**Data to use**

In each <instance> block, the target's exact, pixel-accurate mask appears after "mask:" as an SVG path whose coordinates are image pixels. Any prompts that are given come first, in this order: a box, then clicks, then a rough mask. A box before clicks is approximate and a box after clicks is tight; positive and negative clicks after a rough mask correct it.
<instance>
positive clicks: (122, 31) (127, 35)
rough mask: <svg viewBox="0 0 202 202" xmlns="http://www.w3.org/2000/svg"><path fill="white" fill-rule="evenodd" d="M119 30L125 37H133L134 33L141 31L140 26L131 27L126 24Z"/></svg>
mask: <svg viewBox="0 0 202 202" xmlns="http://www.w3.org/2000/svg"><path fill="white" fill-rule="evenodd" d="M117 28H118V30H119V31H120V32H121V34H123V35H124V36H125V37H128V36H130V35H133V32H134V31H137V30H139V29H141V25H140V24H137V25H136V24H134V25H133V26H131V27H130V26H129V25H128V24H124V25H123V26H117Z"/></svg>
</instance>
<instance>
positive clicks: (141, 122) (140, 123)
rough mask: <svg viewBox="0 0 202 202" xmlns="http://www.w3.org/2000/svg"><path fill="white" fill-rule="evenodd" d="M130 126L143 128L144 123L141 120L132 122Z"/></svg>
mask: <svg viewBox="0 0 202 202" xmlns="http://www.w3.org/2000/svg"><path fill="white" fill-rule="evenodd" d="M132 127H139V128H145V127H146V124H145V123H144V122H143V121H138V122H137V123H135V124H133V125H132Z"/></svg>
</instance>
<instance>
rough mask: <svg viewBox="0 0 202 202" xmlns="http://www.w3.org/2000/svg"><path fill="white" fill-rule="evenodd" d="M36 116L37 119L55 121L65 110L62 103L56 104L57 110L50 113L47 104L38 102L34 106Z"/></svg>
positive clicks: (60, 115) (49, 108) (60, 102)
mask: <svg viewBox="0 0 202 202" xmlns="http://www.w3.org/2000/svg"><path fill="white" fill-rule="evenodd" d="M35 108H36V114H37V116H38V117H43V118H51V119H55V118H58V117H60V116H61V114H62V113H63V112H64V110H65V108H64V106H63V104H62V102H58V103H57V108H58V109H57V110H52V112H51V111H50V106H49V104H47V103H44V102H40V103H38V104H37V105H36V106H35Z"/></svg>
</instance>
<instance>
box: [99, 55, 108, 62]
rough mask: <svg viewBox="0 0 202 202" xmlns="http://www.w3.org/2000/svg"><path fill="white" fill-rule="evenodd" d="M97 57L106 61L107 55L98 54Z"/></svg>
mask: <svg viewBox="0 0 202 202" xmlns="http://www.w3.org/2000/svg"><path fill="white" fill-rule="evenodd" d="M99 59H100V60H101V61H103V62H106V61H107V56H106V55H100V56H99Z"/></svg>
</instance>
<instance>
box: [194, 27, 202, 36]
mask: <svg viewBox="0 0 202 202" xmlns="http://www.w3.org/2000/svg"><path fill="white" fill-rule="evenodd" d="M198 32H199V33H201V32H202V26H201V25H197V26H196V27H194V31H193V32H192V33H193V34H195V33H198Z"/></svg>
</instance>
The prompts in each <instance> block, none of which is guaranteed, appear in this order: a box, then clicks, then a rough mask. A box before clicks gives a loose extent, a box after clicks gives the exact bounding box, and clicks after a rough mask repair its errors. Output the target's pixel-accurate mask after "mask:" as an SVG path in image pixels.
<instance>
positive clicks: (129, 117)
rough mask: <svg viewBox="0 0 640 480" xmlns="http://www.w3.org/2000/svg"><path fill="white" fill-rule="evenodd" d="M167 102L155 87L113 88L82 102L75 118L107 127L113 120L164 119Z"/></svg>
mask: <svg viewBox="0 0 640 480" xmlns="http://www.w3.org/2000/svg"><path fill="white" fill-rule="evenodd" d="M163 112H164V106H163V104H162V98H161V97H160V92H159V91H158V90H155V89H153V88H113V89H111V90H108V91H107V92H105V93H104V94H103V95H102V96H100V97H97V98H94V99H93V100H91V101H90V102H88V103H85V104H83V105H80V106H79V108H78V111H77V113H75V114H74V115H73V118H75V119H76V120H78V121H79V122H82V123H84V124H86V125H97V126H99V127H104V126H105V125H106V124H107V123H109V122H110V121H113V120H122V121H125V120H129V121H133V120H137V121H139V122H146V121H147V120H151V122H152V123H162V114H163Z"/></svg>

* * *

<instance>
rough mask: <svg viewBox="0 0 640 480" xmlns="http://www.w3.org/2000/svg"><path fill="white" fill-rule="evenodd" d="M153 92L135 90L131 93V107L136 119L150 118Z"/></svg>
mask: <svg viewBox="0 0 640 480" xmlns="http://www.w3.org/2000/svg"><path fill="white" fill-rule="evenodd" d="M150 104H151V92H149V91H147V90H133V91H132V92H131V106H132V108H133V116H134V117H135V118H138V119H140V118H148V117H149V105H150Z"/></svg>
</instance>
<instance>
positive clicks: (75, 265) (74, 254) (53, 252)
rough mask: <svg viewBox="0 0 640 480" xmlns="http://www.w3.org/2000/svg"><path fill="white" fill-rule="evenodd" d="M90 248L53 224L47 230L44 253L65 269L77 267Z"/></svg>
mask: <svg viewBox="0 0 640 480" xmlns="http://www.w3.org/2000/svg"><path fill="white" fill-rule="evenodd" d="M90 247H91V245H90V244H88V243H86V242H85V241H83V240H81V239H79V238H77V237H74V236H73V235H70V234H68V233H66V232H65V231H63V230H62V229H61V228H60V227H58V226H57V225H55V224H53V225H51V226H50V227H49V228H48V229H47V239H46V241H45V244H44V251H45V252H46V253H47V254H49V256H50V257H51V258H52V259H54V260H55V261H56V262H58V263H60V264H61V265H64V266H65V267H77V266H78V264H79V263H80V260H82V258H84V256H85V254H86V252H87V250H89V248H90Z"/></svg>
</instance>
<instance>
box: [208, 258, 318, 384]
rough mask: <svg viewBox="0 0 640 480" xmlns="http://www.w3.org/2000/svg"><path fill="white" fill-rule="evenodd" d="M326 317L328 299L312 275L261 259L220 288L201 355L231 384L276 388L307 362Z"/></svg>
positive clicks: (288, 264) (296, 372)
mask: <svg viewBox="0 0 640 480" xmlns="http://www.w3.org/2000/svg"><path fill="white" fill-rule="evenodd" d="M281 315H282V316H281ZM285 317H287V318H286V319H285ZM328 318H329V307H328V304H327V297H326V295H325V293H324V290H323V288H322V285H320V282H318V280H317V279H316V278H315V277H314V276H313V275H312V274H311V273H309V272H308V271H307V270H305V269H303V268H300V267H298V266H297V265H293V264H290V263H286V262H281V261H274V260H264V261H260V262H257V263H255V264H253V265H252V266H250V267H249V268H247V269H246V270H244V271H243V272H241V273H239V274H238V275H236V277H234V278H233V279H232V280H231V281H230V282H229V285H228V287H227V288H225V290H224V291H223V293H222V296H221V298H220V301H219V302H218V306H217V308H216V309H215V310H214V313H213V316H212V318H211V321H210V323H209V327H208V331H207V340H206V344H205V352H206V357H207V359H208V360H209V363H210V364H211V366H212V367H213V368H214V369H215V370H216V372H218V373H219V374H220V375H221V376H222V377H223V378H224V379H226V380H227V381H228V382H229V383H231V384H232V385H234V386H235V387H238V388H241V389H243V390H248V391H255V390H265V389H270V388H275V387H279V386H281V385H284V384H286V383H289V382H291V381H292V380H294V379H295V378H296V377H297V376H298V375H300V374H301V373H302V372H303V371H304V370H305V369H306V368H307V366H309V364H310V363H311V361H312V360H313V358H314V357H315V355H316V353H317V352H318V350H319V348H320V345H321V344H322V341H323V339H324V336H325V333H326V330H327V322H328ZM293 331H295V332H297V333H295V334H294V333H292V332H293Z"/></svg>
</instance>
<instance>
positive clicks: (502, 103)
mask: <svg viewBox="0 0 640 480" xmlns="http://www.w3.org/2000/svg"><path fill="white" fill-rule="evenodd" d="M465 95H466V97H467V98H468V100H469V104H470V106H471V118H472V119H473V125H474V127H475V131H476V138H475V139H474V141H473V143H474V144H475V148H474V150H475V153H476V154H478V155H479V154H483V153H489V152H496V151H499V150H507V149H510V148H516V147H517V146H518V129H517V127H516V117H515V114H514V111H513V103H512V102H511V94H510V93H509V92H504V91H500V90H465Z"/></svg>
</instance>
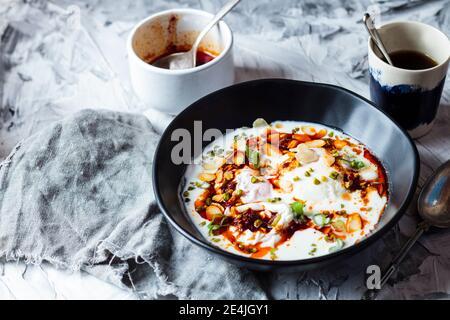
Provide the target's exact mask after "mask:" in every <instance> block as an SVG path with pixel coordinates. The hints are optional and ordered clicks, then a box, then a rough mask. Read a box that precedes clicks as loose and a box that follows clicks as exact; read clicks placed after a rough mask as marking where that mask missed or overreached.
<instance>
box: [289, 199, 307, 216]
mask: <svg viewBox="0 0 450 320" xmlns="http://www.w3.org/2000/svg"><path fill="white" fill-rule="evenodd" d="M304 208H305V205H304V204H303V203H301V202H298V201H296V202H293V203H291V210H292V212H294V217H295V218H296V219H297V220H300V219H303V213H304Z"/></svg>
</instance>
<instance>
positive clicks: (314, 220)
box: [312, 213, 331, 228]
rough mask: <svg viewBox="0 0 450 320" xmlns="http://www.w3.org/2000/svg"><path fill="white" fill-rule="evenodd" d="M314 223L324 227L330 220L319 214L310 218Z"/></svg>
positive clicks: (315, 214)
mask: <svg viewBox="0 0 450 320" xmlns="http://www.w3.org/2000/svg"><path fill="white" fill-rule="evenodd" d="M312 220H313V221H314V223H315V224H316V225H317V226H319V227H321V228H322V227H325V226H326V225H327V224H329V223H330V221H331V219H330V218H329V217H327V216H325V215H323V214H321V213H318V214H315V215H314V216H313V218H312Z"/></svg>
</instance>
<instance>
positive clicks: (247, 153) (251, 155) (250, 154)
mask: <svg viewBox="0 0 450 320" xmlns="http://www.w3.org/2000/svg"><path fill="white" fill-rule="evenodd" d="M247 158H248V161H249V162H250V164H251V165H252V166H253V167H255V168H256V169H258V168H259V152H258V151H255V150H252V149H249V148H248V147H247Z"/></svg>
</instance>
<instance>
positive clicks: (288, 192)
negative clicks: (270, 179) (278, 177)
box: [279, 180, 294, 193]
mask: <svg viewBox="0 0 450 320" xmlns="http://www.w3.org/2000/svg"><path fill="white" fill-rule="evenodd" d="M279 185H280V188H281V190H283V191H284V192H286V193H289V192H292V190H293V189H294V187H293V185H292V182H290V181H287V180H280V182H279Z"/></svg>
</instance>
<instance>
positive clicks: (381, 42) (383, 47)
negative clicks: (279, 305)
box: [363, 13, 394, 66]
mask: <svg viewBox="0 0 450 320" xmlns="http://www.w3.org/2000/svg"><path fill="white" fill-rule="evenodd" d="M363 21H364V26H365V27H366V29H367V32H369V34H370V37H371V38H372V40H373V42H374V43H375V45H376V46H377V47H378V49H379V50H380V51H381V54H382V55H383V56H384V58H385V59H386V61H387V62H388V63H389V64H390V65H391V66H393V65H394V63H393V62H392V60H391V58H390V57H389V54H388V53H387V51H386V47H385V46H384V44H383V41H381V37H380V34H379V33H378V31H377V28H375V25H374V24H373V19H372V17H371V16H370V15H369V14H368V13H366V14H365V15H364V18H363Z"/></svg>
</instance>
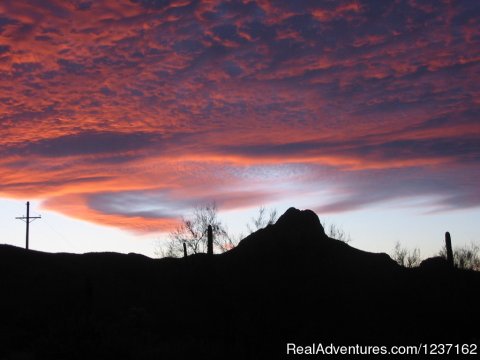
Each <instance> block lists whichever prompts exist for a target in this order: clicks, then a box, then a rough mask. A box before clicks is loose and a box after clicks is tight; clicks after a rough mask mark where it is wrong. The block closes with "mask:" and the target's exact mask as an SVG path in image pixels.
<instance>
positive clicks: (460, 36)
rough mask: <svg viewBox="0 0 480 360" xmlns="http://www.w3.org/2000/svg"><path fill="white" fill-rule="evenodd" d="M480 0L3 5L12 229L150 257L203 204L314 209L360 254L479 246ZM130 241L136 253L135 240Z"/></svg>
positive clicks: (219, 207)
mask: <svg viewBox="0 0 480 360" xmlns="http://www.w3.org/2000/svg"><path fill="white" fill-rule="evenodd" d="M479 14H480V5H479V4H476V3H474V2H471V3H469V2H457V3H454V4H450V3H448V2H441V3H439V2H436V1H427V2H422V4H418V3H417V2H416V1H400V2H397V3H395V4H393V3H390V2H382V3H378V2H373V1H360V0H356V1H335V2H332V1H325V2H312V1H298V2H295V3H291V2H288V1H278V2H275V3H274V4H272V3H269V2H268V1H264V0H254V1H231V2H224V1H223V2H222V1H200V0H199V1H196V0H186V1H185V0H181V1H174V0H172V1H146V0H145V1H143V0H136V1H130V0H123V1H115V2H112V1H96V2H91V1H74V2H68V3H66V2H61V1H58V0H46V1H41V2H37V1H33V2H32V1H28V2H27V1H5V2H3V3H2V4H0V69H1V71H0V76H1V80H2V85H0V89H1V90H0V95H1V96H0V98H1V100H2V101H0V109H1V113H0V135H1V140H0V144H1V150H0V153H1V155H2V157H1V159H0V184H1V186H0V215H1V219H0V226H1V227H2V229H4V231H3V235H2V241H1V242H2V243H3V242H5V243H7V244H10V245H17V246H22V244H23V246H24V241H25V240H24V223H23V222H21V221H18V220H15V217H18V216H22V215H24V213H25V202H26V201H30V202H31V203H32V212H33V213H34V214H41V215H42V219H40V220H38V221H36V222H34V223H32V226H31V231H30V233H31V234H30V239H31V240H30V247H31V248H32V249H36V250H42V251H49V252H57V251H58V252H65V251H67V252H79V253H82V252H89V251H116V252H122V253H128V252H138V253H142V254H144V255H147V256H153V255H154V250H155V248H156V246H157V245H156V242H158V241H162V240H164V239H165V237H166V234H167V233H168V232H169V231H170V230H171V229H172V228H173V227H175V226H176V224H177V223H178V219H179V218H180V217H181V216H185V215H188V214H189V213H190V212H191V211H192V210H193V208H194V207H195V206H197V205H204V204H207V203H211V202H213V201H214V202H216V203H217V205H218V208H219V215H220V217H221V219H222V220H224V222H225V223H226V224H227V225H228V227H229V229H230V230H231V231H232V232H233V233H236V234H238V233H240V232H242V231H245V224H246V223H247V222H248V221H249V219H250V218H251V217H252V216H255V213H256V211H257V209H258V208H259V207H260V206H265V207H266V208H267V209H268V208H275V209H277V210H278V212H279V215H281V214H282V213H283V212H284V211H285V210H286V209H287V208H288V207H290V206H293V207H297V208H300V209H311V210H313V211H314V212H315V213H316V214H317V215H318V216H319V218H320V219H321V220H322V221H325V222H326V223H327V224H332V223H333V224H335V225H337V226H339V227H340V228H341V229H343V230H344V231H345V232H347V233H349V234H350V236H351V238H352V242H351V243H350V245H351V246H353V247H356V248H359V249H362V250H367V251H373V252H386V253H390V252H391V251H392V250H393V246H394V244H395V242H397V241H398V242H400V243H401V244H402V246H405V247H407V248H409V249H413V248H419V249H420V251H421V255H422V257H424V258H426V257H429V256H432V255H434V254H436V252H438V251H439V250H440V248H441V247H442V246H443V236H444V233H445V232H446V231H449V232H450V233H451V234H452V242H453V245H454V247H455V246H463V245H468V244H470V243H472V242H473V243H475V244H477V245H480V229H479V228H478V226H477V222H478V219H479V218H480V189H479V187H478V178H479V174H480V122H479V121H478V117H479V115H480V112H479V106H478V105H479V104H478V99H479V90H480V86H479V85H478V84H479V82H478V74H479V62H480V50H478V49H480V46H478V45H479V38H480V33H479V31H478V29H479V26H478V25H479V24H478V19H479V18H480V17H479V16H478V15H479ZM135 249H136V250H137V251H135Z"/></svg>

**Directive**
Pick out and copy every line in the data above that contains the word "negative". Case counts.

**Response**
In each <instance> block, the target's exact, pixel-accurate mask appears after "mask:" as an SVG path whose coordinates are image pixels. Any prompts that are given come first, in this order: a box, then clicks, then a rough mask. A box before clicks is approximate and a box after clicks is tight; positive and negative clicks after a rough mask correct it.
negative clicks: (270, 179) (278, 177)
negative clicks: (279, 305)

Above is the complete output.